Prompt
Count the lines of the records below that contain the string "ceiling", treating uppercase and lowercase as different, and reply with only that count.

Location identification items:

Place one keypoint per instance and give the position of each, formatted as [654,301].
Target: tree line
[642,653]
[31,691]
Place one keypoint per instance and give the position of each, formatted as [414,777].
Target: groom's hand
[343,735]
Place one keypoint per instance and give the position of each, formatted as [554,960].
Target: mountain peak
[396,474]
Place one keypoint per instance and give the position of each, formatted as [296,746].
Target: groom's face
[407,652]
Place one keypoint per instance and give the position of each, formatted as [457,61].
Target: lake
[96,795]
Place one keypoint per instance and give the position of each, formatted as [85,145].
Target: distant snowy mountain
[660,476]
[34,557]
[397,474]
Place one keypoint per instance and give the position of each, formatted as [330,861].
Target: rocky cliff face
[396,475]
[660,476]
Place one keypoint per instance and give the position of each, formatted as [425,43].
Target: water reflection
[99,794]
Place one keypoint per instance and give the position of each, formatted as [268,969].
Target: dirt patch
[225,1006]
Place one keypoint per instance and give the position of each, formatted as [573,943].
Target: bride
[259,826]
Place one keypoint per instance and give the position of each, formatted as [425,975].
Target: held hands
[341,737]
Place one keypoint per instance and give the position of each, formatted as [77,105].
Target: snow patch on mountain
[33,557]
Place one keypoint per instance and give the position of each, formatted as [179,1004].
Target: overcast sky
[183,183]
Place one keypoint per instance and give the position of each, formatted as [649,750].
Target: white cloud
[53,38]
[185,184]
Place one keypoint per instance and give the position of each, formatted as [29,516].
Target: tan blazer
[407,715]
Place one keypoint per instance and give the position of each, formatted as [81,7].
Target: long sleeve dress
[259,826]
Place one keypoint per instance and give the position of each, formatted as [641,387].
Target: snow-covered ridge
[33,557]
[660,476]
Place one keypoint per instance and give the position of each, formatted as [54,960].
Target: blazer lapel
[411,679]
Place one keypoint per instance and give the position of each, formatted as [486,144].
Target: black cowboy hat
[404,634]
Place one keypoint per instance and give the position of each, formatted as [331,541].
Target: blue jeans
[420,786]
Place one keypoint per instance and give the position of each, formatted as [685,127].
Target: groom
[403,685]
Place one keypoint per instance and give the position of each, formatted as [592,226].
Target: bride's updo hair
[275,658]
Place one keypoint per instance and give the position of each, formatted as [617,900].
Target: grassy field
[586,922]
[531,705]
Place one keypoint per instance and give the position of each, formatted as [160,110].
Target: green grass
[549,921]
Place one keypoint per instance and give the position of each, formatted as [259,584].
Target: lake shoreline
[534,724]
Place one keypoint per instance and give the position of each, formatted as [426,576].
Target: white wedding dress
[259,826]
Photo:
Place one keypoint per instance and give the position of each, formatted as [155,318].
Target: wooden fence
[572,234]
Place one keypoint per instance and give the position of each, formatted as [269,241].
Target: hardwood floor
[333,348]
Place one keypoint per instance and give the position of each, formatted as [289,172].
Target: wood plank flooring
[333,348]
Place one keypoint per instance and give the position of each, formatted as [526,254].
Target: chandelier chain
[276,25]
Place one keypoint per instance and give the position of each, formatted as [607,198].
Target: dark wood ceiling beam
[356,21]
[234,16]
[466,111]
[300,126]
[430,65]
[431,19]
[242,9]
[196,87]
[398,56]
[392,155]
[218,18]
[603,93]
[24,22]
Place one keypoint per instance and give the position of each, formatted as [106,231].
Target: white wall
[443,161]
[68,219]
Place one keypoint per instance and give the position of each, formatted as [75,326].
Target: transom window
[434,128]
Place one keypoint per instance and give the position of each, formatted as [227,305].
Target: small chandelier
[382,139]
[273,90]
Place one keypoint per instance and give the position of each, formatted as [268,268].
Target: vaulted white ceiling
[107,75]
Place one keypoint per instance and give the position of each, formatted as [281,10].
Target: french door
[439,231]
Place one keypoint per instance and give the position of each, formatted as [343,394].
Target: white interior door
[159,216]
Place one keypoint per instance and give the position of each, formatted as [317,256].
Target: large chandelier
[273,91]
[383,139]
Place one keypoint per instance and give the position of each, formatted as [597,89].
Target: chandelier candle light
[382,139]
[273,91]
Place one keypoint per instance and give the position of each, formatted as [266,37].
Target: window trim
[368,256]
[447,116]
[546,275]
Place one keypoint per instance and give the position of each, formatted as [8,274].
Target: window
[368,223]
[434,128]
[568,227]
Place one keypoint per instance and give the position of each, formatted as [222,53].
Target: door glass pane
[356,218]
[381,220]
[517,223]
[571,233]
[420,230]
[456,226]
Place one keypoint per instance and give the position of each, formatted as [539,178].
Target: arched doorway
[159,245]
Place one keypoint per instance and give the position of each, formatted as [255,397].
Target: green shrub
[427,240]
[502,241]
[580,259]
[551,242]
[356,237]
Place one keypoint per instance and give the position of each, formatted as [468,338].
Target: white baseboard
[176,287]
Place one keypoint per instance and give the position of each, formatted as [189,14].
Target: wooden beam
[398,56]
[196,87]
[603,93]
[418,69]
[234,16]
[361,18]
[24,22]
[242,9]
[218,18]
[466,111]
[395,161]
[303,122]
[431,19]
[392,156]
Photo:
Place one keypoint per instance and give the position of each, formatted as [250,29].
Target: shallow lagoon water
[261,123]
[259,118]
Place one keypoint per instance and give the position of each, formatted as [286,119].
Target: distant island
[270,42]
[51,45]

...

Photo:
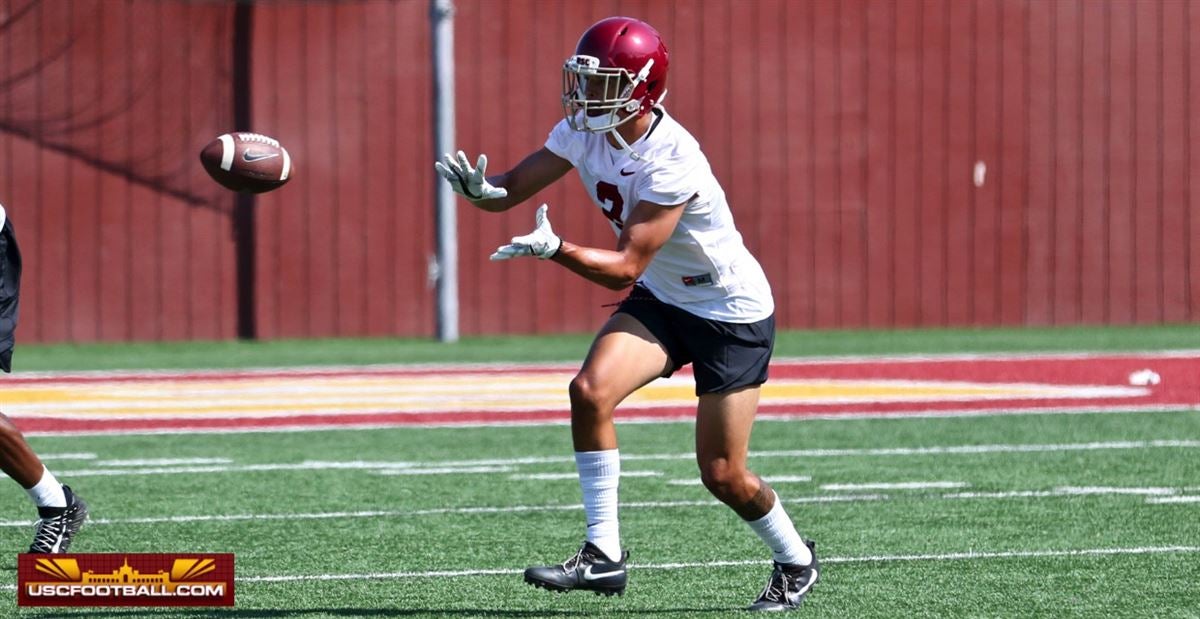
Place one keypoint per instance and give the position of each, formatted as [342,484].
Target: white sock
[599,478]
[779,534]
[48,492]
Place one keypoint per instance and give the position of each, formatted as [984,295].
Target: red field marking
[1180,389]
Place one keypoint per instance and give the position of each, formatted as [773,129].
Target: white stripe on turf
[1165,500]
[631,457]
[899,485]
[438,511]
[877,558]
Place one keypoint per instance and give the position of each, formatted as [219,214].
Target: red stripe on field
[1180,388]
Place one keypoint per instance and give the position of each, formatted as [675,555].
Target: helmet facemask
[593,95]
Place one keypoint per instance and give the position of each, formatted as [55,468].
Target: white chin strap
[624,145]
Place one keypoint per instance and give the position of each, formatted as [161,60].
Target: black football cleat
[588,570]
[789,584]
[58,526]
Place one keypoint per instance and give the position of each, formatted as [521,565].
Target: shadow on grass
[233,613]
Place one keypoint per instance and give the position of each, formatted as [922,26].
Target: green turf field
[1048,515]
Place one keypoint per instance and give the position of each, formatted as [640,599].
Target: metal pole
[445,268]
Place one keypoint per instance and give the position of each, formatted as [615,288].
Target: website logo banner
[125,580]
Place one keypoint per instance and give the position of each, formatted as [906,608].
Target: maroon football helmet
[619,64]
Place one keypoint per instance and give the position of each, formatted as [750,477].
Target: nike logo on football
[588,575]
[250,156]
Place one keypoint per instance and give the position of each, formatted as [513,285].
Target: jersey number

Final result
2